== Direction ==
Edit the records from the line containing "Where can the baby be" through the end of the records, replacing "instance" with "occurrence" and keeping everything else the same.

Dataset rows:
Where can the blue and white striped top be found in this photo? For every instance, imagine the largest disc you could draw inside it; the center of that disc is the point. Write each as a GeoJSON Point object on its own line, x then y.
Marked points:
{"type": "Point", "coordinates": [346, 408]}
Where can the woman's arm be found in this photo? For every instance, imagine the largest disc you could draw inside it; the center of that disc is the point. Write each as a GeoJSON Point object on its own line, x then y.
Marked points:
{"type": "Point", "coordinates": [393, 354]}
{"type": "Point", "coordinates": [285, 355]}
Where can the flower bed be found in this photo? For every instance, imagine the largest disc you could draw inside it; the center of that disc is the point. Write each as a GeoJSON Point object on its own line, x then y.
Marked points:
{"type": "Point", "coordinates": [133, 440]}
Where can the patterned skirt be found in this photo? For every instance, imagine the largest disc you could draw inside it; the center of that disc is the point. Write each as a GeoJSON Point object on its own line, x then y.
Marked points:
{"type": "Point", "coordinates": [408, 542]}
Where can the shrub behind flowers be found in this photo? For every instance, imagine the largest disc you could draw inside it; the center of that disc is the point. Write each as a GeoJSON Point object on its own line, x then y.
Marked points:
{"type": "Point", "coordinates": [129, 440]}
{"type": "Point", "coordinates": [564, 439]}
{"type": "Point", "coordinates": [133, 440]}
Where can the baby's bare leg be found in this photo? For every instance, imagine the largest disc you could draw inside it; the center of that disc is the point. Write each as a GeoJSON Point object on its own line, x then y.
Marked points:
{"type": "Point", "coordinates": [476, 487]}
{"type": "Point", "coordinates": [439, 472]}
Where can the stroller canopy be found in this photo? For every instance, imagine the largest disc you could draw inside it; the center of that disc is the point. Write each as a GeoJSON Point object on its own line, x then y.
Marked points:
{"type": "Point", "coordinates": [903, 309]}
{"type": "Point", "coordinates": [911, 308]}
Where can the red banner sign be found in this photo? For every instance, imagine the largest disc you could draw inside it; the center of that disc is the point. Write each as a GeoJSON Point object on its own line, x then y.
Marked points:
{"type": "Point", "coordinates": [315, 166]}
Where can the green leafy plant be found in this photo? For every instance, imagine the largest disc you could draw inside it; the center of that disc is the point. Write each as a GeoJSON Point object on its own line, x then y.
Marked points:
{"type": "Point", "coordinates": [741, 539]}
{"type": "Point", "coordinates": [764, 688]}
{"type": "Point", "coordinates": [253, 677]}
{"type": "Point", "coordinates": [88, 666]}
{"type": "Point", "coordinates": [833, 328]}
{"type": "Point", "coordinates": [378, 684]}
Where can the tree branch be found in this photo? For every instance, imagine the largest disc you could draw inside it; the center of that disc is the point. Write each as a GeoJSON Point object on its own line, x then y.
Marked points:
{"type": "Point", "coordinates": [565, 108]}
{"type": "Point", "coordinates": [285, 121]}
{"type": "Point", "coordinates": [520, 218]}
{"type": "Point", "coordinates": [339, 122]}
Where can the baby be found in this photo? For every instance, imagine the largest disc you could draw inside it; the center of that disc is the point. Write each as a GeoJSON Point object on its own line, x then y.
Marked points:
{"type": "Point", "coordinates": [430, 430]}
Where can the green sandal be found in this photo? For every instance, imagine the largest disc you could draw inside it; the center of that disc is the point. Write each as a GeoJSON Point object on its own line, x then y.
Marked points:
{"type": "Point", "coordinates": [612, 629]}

== Exercise result ==
Where can the baby be found in this photo? For every occurrence, imagine the largest disc you could draw inside it; the center of that disc is the point. Write each as a GeoJSON Point object on its own line, x then y.
Marked points:
{"type": "Point", "coordinates": [430, 430]}
Where can the green sandal be found in this photo? For every occurrence, imagine the largest disc you could draw inside it; the center of that disc is the point. Write each as a GeoJSON Point object on its own line, x then y.
Marked points:
{"type": "Point", "coordinates": [612, 629]}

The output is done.